- _WHAT TO DO_
Please transcribe the listing below in full and word for word, without its pictures.

- _SUPPLIED MATERIAL_

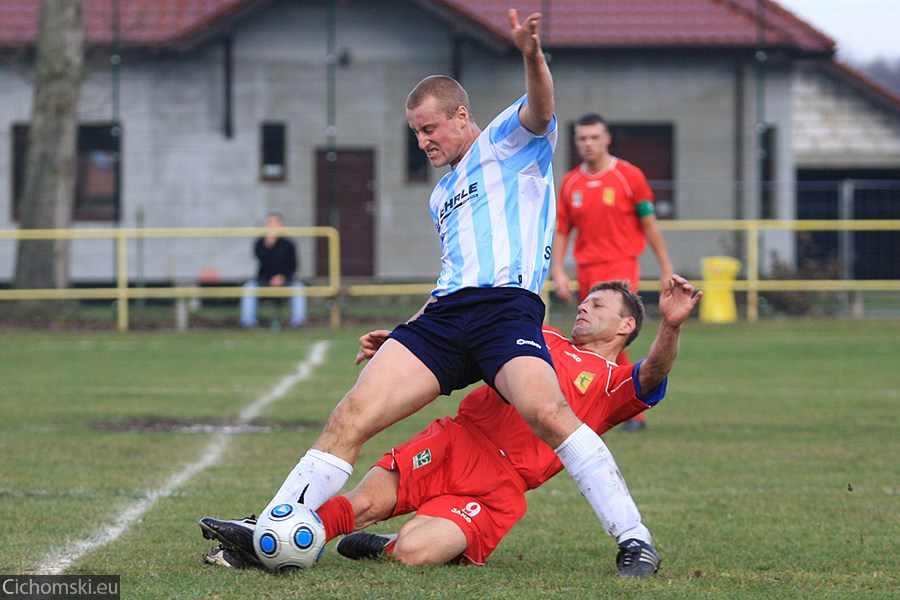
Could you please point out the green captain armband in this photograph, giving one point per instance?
(644, 208)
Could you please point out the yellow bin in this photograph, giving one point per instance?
(717, 304)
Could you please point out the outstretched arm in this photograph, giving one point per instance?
(538, 112)
(658, 245)
(676, 301)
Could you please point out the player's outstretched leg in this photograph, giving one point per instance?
(637, 559)
(236, 535)
(362, 545)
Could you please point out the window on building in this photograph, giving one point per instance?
(273, 165)
(416, 161)
(650, 147)
(97, 177)
(767, 173)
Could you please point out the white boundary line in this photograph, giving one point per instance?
(58, 561)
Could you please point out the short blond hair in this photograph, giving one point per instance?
(449, 94)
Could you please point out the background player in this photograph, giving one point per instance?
(484, 319)
(609, 204)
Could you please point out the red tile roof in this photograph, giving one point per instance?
(180, 24)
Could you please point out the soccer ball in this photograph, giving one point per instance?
(288, 537)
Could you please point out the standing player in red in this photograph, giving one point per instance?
(609, 204)
(465, 477)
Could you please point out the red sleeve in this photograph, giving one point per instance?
(638, 182)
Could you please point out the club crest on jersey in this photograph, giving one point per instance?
(583, 381)
(609, 196)
(422, 458)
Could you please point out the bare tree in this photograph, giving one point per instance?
(49, 187)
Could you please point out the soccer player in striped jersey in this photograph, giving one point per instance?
(494, 211)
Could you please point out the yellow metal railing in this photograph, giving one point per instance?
(752, 283)
(122, 292)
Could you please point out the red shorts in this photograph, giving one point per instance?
(627, 269)
(448, 471)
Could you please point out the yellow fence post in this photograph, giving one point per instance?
(122, 280)
(753, 271)
(717, 304)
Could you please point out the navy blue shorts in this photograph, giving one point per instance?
(468, 335)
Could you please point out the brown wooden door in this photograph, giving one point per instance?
(345, 198)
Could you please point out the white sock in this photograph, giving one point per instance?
(316, 478)
(592, 466)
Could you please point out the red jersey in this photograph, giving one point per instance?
(601, 394)
(602, 207)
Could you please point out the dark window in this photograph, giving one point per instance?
(651, 149)
(416, 161)
(97, 175)
(767, 173)
(274, 152)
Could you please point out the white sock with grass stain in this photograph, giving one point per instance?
(316, 478)
(592, 466)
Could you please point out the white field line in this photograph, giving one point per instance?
(58, 561)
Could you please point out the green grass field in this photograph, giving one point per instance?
(770, 471)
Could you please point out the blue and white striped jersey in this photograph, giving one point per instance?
(495, 211)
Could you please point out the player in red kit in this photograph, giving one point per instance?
(465, 477)
(608, 203)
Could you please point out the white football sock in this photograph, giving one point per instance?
(592, 466)
(316, 478)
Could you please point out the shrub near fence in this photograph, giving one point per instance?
(759, 293)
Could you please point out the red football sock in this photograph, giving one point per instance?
(337, 516)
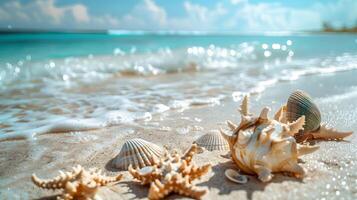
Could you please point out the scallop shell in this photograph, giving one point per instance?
(213, 141)
(234, 176)
(138, 153)
(299, 104)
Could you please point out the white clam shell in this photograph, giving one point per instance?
(234, 176)
(213, 141)
(138, 153)
(299, 104)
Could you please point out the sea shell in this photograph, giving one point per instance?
(234, 176)
(262, 146)
(213, 141)
(299, 104)
(138, 153)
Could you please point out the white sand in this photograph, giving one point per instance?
(331, 171)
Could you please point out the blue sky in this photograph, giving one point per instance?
(188, 15)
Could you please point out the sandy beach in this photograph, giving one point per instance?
(331, 171)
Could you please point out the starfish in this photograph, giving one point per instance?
(172, 173)
(76, 184)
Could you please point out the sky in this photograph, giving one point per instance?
(175, 15)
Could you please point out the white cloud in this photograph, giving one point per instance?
(145, 15)
(45, 13)
(233, 15)
(273, 17)
(234, 2)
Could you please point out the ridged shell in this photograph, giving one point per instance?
(213, 141)
(234, 176)
(300, 103)
(138, 153)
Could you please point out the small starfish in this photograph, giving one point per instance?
(76, 184)
(172, 174)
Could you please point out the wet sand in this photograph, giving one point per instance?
(331, 171)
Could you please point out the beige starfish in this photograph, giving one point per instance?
(172, 174)
(76, 184)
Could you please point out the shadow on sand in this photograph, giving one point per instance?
(225, 187)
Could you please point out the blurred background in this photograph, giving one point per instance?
(114, 62)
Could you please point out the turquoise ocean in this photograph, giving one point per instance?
(75, 81)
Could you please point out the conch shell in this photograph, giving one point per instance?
(301, 104)
(261, 146)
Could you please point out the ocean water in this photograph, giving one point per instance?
(73, 82)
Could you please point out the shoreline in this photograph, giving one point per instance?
(53, 152)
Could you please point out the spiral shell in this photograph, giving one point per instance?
(299, 104)
(138, 153)
(213, 141)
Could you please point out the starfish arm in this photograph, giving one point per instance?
(184, 187)
(198, 172)
(70, 191)
(295, 169)
(56, 183)
(104, 180)
(158, 190)
(189, 154)
(65, 197)
(144, 178)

- _EXERCISE OUTPUT_
Could you please point out the green captain armband in this photograph, giving one point per instance?
(644, 208)
Could you please point out the yellow bin in this photograph, giving one point per instance?
(717, 304)
Could you please point out the outstretched arm in this photograph, giving one point per instance?
(538, 112)
(658, 245)
(676, 301)
Could you please point out the player's outstretched leg in this photograph, giving one point per instance?
(637, 559)
(236, 535)
(362, 545)
Could you please point out the window on building in this photograph, giving one point per instance?
(273, 165)
(416, 161)
(650, 147)
(97, 177)
(767, 173)
Could you please point out the white boundary line in this photograph, giving one point per instance?
(58, 561)
Could you please point out the short blond hair in this photograph, giving one point per instance?
(449, 94)
Could you please point out the background player in this photograph, giving one point per instance?
(484, 319)
(609, 204)
Could you please point out the red tile roof in this photograph, giving one point per instance?
(180, 24)
Could you please point out the soccer ball in this photograph, giving one point per instance?
(288, 537)
Could you please point out the standing player in red in this photograph, giving one point per instance?
(609, 204)
(465, 477)
Could you please point out the red sleeve in this photograph, giving one point per instance?
(638, 182)
Could you please point out the club crest on jersey in this photograph, giving one point per instance?
(583, 381)
(609, 196)
(422, 458)
Could you please point out the bare tree in this photograph, giving one point per instance?
(49, 187)
Could you please point out the soccer player in striped jersey in this photograph, giving one point per instance?
(494, 211)
Could you please point out the yellow metal railing in this photograph, giving one point per instance?
(752, 283)
(122, 292)
Could you please point out the red shorts in this photograph, giving one point per instance?
(627, 269)
(448, 471)
Could you please point out the yellow fence post in this photograph, giving one point per instance?
(122, 280)
(753, 271)
(717, 304)
Could you please point out the navy blue shorts in this photograph, giving one point per instance?
(468, 335)
Could you please point out the brown wooden door in this photograph, giving one point per instance?
(345, 198)
Could you please point out the white sock in this photograph, giving one point per instance?
(316, 478)
(592, 466)
Could you please point out the red jersey in this photograph, giving one point per instance?
(601, 394)
(602, 207)
Could you please point out the dark window in this photograph, giving one point per instance?
(651, 149)
(416, 161)
(97, 175)
(767, 173)
(274, 152)
Could you please point out the white sock with grass stain in this photograph, giving one point per instance?
(316, 478)
(592, 466)
Could you please point out the white field line in this photograph, giving one point per instance?
(58, 561)
Could you please point out the green grass field in this photograph, giving one point per instance?
(770, 471)
Could you please point out the blue and white striped jersey in this photograph, giving one point per instance?
(495, 211)
Could you please point out the player in red kit in this photograph, giving one point per instance?
(465, 477)
(608, 203)
Could you please point out the white football sock in this photograph, giving one point per instance?
(592, 466)
(316, 478)
Could you please point out the shrub near fence in this photograph, giving one point per instance?
(759, 293)
Could you please point out the red football sock in this photograph, giving one point per instance?
(337, 516)
Could you please point out the scallop shell in this photograph, giving one point per instance?
(213, 141)
(234, 176)
(138, 153)
(299, 104)
Could you please point out the white clam shell in this photograph, giving one point per instance?
(234, 176)
(213, 141)
(138, 153)
(299, 104)
Could you please point out the sea shell in this photograph, giving one point per instance?
(234, 176)
(262, 146)
(213, 141)
(299, 104)
(138, 153)
Could you please point out the white sand in this photograph, giving one point per instance?
(331, 171)
Could you please point out the blue sky in this photograph, giving one point per instance?
(188, 15)
Could you please point out the sandy beach in this photograph, giving one point per instance?
(331, 171)
Could you please point out the starfish in this photograph, giving one point per instance?
(172, 173)
(76, 184)
Could you please point out the sky in this photograph, giving one point per instance?
(175, 15)
Could you please point out the white cloud in this photograph, giving one point per instance?
(145, 15)
(45, 13)
(233, 15)
(273, 17)
(234, 2)
Could you please point out the ridged shell in this photograph, giving one point per instance?
(213, 141)
(234, 176)
(300, 103)
(138, 153)
Could you please point out the small starfish in this photograph, giving one point per instance?
(76, 184)
(172, 174)
Could you please point out the wet sand in this photograph, giving one point per instance?
(331, 171)
Could you please point out the beige starfish in this photograph, giving one point per instance?
(172, 174)
(76, 184)
Could you please point out the shadow on sand in this photograph, giving one point per instance?
(225, 187)
Could you please point out the blurred background in this photograph, giving one point per instance?
(114, 62)
Could you please point out the turquoise ocean in this photograph, giving one point per instance?
(75, 81)
Could you please point out the conch shell in this photograph, giving one point per instance?
(301, 104)
(261, 146)
Could you please point out the ocean water in this photograph, giving one point per instance?
(73, 82)
Could you please point out the shoreline in this photograph, giving one point per instance?
(53, 152)
Could you please point out the spiral shell in this photograph, giving one point per instance?
(299, 104)
(138, 153)
(213, 141)
Could you please point out the starfish arm in this photograph, giving one point per instance?
(184, 187)
(198, 172)
(70, 191)
(295, 169)
(56, 183)
(104, 180)
(158, 190)
(189, 154)
(65, 197)
(144, 178)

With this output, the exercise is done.